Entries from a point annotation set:
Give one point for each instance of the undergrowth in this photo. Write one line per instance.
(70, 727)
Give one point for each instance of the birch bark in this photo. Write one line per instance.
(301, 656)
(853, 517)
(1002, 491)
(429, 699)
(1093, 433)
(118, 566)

Problem details: Format every line of the material above as a numbered list, skipping any blank lines.

The answer:
1. Give one point for each instance of the undergrowth in this photo. Write one line per instance.
2. (70, 727)
3. Give one point for each instance of the birch bark in this photo. Write one line per instance.
4. (301, 656)
5. (853, 517)
6. (1002, 491)
7. (429, 699)
8. (1093, 433)
9. (118, 566)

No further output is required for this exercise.